### Provided data
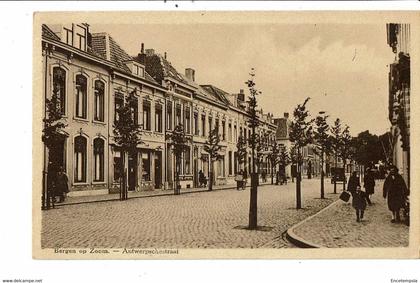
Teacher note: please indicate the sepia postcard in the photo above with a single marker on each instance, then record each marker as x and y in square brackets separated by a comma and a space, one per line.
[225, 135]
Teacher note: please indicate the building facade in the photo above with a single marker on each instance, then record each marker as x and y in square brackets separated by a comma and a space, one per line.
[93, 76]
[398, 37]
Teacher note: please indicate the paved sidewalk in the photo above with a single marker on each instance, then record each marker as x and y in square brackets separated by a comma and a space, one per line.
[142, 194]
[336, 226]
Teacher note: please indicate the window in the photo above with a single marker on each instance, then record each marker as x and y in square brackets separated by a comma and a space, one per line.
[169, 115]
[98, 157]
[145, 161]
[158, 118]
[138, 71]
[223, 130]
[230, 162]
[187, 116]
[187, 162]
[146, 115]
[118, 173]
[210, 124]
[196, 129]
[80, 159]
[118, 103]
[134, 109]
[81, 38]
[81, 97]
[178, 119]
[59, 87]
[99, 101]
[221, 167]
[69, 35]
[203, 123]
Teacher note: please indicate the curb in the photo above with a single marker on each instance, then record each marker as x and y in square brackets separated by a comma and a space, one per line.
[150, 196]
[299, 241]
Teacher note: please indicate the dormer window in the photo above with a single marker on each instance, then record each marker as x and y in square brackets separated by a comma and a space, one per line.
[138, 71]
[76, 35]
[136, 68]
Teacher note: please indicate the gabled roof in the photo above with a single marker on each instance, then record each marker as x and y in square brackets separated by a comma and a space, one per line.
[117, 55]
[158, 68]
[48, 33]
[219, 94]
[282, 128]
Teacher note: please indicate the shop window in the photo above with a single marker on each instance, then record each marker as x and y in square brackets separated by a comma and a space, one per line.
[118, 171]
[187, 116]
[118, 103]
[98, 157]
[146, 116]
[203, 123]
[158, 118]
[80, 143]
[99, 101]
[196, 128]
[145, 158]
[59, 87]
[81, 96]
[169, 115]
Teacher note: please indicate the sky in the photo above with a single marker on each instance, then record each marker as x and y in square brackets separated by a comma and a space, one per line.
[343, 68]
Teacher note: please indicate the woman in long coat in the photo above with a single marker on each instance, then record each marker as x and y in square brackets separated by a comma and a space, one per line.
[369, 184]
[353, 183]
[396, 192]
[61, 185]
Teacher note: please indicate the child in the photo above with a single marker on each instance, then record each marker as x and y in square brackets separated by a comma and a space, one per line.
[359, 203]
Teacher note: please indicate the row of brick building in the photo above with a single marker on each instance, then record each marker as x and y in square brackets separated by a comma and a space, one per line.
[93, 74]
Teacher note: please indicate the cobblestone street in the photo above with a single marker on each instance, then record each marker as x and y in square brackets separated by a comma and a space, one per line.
==
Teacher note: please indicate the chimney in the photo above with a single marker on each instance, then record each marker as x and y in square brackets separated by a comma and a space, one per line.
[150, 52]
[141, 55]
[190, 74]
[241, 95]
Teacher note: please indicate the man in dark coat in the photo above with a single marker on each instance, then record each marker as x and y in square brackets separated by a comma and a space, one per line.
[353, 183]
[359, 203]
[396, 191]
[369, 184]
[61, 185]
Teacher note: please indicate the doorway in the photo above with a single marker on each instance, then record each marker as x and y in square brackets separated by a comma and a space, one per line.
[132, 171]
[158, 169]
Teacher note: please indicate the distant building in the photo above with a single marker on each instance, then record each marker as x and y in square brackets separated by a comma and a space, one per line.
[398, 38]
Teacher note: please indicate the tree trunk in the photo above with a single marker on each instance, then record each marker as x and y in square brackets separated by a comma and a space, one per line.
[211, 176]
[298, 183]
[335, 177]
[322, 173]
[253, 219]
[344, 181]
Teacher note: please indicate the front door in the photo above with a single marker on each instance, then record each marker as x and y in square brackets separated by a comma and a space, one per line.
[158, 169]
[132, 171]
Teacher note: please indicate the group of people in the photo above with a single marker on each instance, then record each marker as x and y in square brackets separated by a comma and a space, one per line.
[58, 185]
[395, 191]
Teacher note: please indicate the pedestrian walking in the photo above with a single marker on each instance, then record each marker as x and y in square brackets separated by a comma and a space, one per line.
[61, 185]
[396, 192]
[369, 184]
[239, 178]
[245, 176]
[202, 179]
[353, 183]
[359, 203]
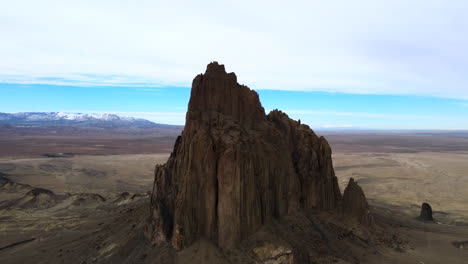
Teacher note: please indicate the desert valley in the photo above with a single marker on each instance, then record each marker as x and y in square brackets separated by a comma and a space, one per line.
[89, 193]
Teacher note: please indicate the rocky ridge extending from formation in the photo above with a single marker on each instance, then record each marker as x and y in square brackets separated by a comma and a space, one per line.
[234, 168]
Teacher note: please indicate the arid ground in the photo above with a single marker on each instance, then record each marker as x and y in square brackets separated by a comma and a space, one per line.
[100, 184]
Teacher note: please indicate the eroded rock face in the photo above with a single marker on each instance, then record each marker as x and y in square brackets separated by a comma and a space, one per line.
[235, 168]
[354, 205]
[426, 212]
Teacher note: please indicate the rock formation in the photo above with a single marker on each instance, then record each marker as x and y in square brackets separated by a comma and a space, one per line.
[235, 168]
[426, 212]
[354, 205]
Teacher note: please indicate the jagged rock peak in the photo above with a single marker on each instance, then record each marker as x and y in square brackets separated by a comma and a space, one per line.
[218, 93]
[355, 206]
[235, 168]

### Problem to work on
Counting only matches with the same case, how many of the lines above contain the word "coat"? Reply with the number alone.

### The output
2